Give the number of lines below that contain the string "shaker", and reply with that number alone.
— start Record set —
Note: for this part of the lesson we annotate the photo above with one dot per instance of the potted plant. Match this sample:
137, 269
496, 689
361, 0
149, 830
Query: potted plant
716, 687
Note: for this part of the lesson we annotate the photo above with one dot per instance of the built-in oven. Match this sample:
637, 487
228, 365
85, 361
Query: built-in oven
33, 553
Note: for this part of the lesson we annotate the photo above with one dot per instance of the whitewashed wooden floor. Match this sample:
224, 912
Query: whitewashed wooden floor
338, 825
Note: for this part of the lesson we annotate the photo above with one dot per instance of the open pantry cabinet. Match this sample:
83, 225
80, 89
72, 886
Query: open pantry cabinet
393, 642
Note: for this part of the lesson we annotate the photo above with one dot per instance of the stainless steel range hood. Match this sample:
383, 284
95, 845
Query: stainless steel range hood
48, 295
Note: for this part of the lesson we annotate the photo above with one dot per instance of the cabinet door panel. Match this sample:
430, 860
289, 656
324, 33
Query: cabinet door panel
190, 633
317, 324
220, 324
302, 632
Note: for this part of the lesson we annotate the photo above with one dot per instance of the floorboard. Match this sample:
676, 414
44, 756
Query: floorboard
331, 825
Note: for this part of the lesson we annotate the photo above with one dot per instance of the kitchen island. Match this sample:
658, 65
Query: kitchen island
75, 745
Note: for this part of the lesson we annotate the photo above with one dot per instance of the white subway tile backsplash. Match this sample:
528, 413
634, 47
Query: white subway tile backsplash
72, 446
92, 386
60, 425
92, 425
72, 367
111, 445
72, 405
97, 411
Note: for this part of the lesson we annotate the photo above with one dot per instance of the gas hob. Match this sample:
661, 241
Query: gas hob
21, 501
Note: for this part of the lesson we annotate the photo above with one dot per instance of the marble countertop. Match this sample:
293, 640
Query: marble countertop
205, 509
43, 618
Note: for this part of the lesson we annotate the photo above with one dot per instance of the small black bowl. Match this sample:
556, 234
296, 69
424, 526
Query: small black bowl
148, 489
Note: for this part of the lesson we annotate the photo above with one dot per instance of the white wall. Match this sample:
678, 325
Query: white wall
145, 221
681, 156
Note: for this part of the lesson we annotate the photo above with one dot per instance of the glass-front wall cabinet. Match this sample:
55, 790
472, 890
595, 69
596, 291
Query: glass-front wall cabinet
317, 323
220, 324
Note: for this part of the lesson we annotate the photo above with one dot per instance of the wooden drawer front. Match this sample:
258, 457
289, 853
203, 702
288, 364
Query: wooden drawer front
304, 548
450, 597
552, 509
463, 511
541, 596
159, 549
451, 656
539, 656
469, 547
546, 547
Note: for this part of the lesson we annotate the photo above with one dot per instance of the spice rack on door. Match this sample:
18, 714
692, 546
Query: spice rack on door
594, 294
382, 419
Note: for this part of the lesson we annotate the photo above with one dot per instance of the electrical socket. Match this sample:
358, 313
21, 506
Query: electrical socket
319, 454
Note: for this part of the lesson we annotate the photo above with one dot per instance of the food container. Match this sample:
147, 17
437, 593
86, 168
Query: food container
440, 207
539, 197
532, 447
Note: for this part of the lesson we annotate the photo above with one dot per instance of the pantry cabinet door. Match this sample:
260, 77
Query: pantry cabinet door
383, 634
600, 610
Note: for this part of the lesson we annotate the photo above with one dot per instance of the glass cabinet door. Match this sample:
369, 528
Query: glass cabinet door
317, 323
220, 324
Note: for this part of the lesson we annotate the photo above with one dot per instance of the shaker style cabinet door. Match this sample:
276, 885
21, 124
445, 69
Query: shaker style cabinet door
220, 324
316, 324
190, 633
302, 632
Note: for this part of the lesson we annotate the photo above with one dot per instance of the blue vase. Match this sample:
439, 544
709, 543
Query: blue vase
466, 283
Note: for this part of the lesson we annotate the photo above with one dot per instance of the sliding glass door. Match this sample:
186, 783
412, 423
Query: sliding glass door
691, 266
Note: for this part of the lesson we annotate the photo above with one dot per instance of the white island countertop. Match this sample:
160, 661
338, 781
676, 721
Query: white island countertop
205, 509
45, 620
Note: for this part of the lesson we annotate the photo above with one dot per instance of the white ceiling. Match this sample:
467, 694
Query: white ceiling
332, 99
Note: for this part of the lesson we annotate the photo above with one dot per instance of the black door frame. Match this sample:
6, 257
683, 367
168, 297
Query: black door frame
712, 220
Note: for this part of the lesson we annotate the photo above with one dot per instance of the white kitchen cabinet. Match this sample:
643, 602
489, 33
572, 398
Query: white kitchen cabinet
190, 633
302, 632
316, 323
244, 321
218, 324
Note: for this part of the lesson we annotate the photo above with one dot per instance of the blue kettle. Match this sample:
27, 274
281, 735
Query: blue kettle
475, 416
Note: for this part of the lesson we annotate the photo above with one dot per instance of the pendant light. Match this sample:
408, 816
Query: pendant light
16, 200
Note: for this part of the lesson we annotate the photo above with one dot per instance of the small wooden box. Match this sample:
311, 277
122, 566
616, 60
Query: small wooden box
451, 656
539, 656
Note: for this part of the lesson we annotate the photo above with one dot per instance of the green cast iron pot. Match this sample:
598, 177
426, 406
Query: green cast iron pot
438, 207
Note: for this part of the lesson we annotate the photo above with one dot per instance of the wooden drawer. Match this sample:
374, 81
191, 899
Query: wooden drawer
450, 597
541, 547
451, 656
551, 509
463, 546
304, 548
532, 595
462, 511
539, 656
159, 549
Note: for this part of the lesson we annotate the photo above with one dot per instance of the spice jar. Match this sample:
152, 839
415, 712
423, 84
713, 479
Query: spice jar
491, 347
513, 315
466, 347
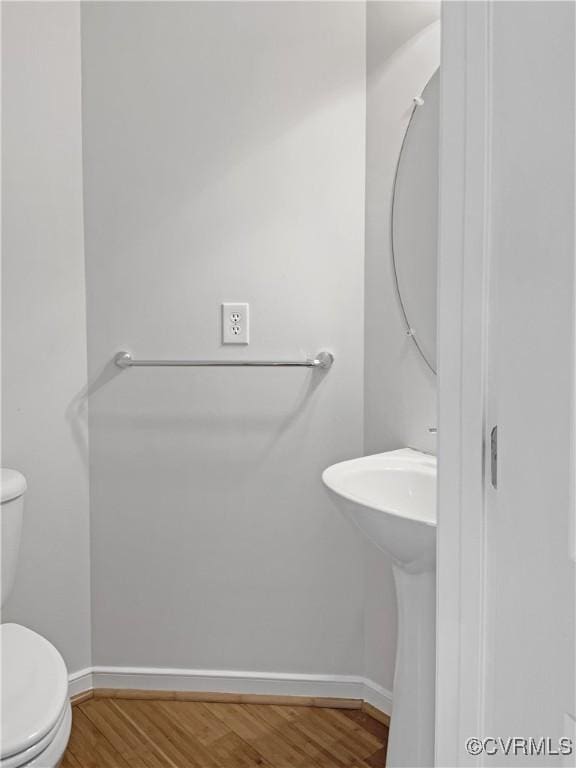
— end Record set —
Right answer:
2